- **What you have to do**
Give the entries below again, word for word, and leave out the images.

- **Records provided**
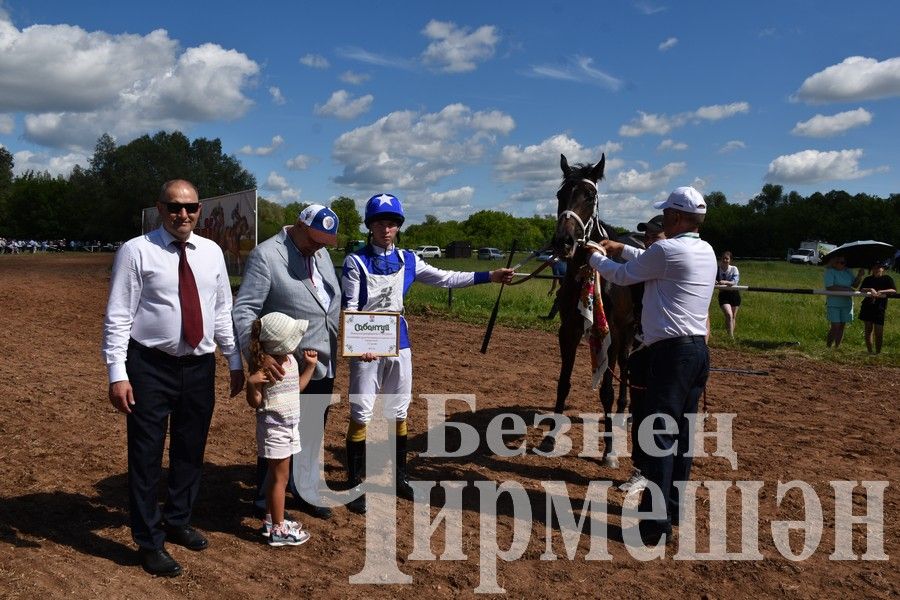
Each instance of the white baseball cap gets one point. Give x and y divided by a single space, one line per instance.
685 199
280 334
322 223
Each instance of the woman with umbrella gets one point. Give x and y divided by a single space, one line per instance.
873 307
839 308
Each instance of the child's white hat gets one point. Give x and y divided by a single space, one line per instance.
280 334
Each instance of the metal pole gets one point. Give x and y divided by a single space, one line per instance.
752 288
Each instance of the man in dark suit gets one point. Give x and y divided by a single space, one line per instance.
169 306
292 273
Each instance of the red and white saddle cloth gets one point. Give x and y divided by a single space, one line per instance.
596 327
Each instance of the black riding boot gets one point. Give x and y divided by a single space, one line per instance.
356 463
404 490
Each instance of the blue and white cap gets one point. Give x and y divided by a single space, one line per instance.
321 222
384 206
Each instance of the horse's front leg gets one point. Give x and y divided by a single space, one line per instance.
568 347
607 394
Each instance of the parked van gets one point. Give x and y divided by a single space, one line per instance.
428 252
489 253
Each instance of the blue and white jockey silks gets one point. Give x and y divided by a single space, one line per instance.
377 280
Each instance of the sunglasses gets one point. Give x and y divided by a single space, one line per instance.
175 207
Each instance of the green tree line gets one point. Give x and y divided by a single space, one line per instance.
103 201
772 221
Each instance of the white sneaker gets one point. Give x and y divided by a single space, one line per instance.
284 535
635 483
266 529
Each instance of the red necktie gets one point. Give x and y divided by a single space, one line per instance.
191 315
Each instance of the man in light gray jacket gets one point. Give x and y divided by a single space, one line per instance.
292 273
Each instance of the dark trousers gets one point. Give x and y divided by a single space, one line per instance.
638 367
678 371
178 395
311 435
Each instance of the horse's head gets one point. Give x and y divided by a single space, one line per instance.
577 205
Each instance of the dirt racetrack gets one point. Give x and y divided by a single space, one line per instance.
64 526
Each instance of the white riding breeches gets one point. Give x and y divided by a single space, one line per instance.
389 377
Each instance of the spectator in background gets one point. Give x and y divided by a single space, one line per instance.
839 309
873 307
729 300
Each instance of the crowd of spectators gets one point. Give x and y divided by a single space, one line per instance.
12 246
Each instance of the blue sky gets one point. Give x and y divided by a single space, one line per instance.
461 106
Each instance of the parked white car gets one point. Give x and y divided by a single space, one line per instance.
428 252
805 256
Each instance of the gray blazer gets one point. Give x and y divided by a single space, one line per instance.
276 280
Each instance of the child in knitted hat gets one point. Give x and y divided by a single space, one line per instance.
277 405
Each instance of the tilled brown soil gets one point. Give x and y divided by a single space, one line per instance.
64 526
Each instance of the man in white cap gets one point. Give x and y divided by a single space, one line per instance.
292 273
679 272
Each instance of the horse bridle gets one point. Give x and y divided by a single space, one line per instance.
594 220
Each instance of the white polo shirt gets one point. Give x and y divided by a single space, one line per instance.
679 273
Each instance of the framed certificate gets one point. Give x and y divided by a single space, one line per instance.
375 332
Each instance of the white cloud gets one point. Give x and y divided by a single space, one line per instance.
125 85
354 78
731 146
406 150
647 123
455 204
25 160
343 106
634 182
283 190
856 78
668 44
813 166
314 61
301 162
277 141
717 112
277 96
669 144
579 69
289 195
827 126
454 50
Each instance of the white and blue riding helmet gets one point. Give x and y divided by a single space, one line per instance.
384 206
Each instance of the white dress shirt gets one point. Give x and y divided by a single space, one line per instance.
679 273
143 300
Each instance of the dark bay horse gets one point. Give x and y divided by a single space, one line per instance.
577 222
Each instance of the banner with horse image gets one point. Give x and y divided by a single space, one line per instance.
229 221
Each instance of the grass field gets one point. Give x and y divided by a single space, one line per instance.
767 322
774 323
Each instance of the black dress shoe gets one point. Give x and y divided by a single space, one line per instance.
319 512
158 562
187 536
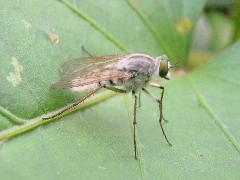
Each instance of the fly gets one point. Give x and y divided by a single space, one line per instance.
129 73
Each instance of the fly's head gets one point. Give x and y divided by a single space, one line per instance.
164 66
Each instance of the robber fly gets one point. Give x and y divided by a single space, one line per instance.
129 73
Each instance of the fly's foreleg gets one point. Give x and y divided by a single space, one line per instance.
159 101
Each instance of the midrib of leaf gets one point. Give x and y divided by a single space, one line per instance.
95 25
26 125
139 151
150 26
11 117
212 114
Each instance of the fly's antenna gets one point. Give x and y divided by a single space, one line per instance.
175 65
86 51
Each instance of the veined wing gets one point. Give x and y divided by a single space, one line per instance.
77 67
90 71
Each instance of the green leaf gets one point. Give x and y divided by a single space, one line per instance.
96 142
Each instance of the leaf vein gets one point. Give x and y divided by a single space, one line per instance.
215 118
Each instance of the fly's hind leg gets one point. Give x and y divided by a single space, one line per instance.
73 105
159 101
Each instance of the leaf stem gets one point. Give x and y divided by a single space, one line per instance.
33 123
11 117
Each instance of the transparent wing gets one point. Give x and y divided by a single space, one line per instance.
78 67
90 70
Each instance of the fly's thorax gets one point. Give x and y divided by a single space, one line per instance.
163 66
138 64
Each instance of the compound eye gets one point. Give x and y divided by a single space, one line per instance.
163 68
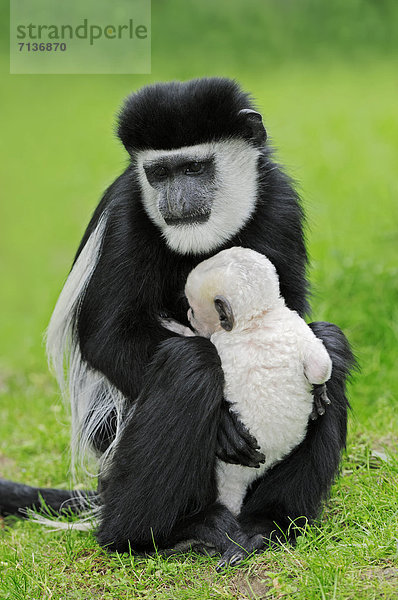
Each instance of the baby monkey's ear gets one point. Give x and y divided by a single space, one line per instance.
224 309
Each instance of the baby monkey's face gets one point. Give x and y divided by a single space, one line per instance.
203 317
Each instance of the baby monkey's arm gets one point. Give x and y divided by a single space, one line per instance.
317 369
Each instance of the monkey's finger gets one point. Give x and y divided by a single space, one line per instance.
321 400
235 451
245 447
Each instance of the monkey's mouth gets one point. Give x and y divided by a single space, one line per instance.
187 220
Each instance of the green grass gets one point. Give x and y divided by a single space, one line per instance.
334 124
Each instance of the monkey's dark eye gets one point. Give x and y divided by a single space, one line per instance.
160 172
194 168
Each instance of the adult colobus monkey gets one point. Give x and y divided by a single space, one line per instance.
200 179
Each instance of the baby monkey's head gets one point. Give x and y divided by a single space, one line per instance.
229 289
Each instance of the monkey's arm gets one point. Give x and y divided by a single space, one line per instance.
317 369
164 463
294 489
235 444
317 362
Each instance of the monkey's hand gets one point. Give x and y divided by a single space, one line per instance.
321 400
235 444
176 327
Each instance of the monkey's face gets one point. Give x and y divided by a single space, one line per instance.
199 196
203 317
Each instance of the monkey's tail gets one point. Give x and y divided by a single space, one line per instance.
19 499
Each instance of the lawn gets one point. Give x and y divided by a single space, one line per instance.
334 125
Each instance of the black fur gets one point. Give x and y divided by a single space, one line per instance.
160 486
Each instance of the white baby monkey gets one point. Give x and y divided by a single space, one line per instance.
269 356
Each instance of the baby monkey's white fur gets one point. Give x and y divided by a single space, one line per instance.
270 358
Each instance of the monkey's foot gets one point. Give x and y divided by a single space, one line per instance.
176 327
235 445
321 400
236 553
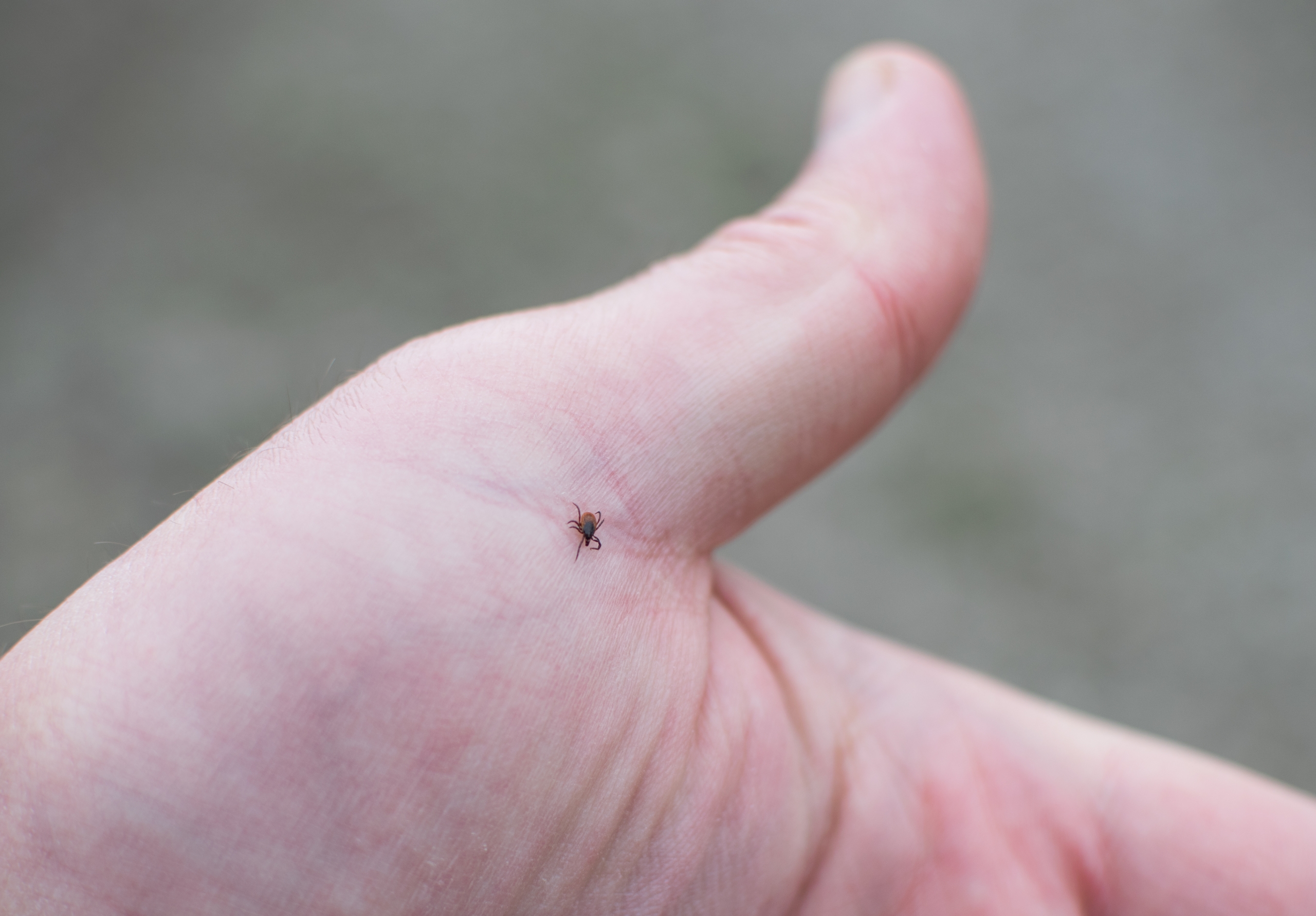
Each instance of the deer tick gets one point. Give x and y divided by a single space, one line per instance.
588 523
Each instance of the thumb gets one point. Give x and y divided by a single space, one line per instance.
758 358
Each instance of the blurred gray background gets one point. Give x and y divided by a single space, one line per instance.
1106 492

- **Reply to the exercise**
Each instance of the white baseball cap gets one point. Give x and y divided by a single space, one line per instance.
685 199
280 334
322 223
Each instance of the woman with umbrella gets one point. Give x and y divided by a single space, one line per instance.
873 307
839 308
Each instance of the child's white hat gets one point. Give x and y divided by a single space, one line per instance.
280 334
Each instance of the metal pole gets one point. Give x and y divided by a single space, one line per instance.
752 288
Each instance of the man in dark suit gets one point. Give x and y divided by a single space, one line per instance.
169 306
292 273
Each instance of the red and white saddle cloth gets one point. Give x and y divided by a single space, one line per instance.
596 327
Each instance of the black riding boot gets one point. Give x and y divided by a single space, one line per instance.
356 463
404 490
Each instance of the blue and white cap gets one point. Give x and y divided by a single space, one line per instance.
321 222
384 206
Each instance of the horse's front leg gets one point. Give x and y divided by a single space, one line per instance.
568 347
607 394
Each instance of the parked van gets one point. Give x and y divided by a single space, one line per instance.
428 252
489 253
Each instance of the blue and white jockey silks gets one point. Give x and y divided by a single space, one line per instance.
377 280
Each instance of the sunglasses gets one point. Give x and y divided by a single space, one line per instance.
175 207
Each instance of the green tree line gets one point. Give x and y divided by a single space, one line per instance.
103 201
772 221
Each instance of the white sneaker gets one point. Give x and y divided by a single space, one line per instance.
284 535
635 483
266 529
Each instance of the red necktie gets one point. Give x and y divided by a single space, one line per instance.
191 315
Each instance of the man in light gray jacket gets one point. Give x and y divided by a single space, one line per instance.
292 273
Each instance of the dark trousers gets one point. Give x and y divided by a single space, one line per instance.
638 367
678 371
178 395
311 435
Each instance of the horse's head gets one point. Give x and y divided by a single space, one line per instance.
577 205
Each instance of the dirt racetrack gets one point. Give x and y divided by a single space, one line per instance.
64 526
Each instance of the white riding breeches gets one point. Give x and y divided by a single space, one line per instance.
389 377
Each instance of the spectator in background gets one point. Give x and y divided by a single space, one line per instance.
839 309
873 307
729 300
Each instance of the crowd of spectators gets one point. Give x and y divided by a single space, one line per instance.
12 246
Each instance of the blue sky gets one point. Give x and y divided by a single space, one line per instance.
461 106
Each instance of the parked white car gets one point. Give x and y divided by a single space, one line per instance.
428 252
805 256
Each instance of the gray blazer gets one point. Give x and y divided by a single space, one line per instance.
276 280
Each instance of the child in knitted hat gets one point. Give x and y divided by a single space, one line per instance.
277 405
Each instance of the tilled brown soil gets one point. Give x and y divided by a single space, one line per instance.
64 526
Each instance of the man in white cap gets one point. Give x and y divided by a single space, one line per instance.
292 273
679 272
Each instance of the horse bridle gets one point. Give x and y divided by a single space, one line per instance.
594 220
Each instance of the white polo shirt gets one point. Give x and y divided by a single space, one line per instance.
679 273
Each instance of the framed certificate gets one point. Give x and y divided by a single space, one line per instance.
375 332
Each instance of the white cloud gets one point. Give x and y divided by a single space, one line per instance.
125 85
354 78
731 146
406 150
647 123
455 204
25 160
343 106
634 182
283 190
856 78
668 44
813 166
314 61
301 162
277 141
717 112
277 96
669 144
579 69
289 195
827 126
454 50
Each instance of the white and blue riding helmet gets one point. Give x and y divided by a single space, one line per instance.
384 206
Each instance of the white dress shirt gets one point. Give x and y divided by a single space, one line per instance.
679 273
143 300
Each instance of the dark bay horse gets one point. Give x and y divided by a single space, one line per instance.
577 222
Each instance of the banner with horse image gets one point. Give x and y divided by a single space, one line per instance.
229 221
Each instance of the grass field gets one point. Give x and y divided by a single space, one line per instance.
767 322
774 323
Each instance of the black dress shoe gets one point. Give x and y divided by a single space, one line per instance.
319 512
158 562
187 536
Each instance of the fly gets one point. Give x and y divided by a single space, one line per instance.
129 73
Each instance of the fly's head gets one point. Give x and y divided by a single space, one line per instance.
164 66
Each instance of the robber fly gets one point. Give x and y divided by a single space, one line per instance.
129 73
Each instance of the fly's foreleg gets one point. Give x and y divided by a single space, one line per instance.
159 101
Each instance of the midrib of leaf gets one point. Give x and y divided by a single space, one line per instance.
95 25
26 125
139 151
150 26
11 117
212 114
Each instance of the fly's antenna gets one point. Give x and y divided by a single space, one line per instance.
175 65
86 51
Each instance of the veined wing gets one point. Give x and y divided by a single space, one line per instance.
77 67
90 71
Each instance of the green leaf gets one point. Give x and y divided by a single space, one line per instance.
96 142
Each instance of the leaf vein gets one point. Give x and y divided by a single space, one line per instance.
215 118
Each instance of the fly's hind leg gets one point. Give x and y divided by a single space, one line per instance.
73 105
159 101
Each instance of the leaf stem gets one point. Give x and y divided by a single space, one line per instance.
33 123
11 117
Each instance of the transparent wing gets one point. Give x and y divided by a single space, one line per instance.
78 67
90 70
Each instance of the fly's thorax gets one point. Give x and y divided by a single space, one line per instance.
163 66
138 64
Each instance of the compound eye gets one point. Give x and y divided by a single space, one line per instance.
163 68
Each instance of the baby monkey's ear gets one point. Give x and y divided by a single space, one line per instance.
224 309
Each instance of the baby monkey's face gets one point. Give x and y divided by a single space, one line per instance.
203 317
Each instance of the baby monkey's arm gets one point. Give x and y divided by a single space, one line per instance.
317 369
Each instance of the monkey's finger gets one point. Give x and y divided by a single space, one line per instance.
321 400
235 451
245 447
Each instance of the monkey's mouth gets one point. Give x and y divided by a single space, one line per instance.
187 220
Each instance of the green grass gets one point. Give x and y divided by a single space, one line per instance.
334 124
Each instance of the monkey's dark eye gets one point. Give x and y divided by a single space, one line per instance.
160 172
194 168
Each instance of the adult colobus monkey gets one point. Give x and y divided by a single space, one line per instance.
200 179
Each instance of the baby monkey's head gets one point. Give x and y divided by a single space, one line per instance.
229 289
Each instance of the monkey's arm gets one point. Give x and y divided by a single space, one line per instance.
317 369
164 463
294 489
235 444
317 362
Each instance of the monkey's hand gets one point. Give x and y divided by a single space, one line per instance.
321 400
235 444
176 327
Each instance of the monkey's face gets one point. Give x and y divided by a single space, one line per instance.
199 196
203 317
Each instance of the monkey's tail gets one point. Give x and y divided by a single space, one line per instance.
19 499
Each instance of the lawn gets one point. Give x and y divided by a single space, one line per instance.
334 125
Each instance of the black fur gets one point. Give x and y divided by a single space, one line per instance.
160 486
Each instance of the white baby monkey gets one point. Give x and y divided by a single space, one line per instance.
269 356
Each instance of the baby monkey's white fur gets one point. Give x and y divided by a single space, one line per instance.
270 358
Each instance of the monkey's foot gets one point. Give x and y divided by a single space, one line per instance.
176 327
235 445
321 400
236 553
Each instance of the deer tick gets one point. Give x and y divided by a single space, one line per instance.
588 523
Each instance of the thumb gets one point. Give x and y divided by a single space, one line per instance.
758 358
Each instance of the blurred gray background gets one point. Give x and y divided by a single space, one line per instance.
1106 492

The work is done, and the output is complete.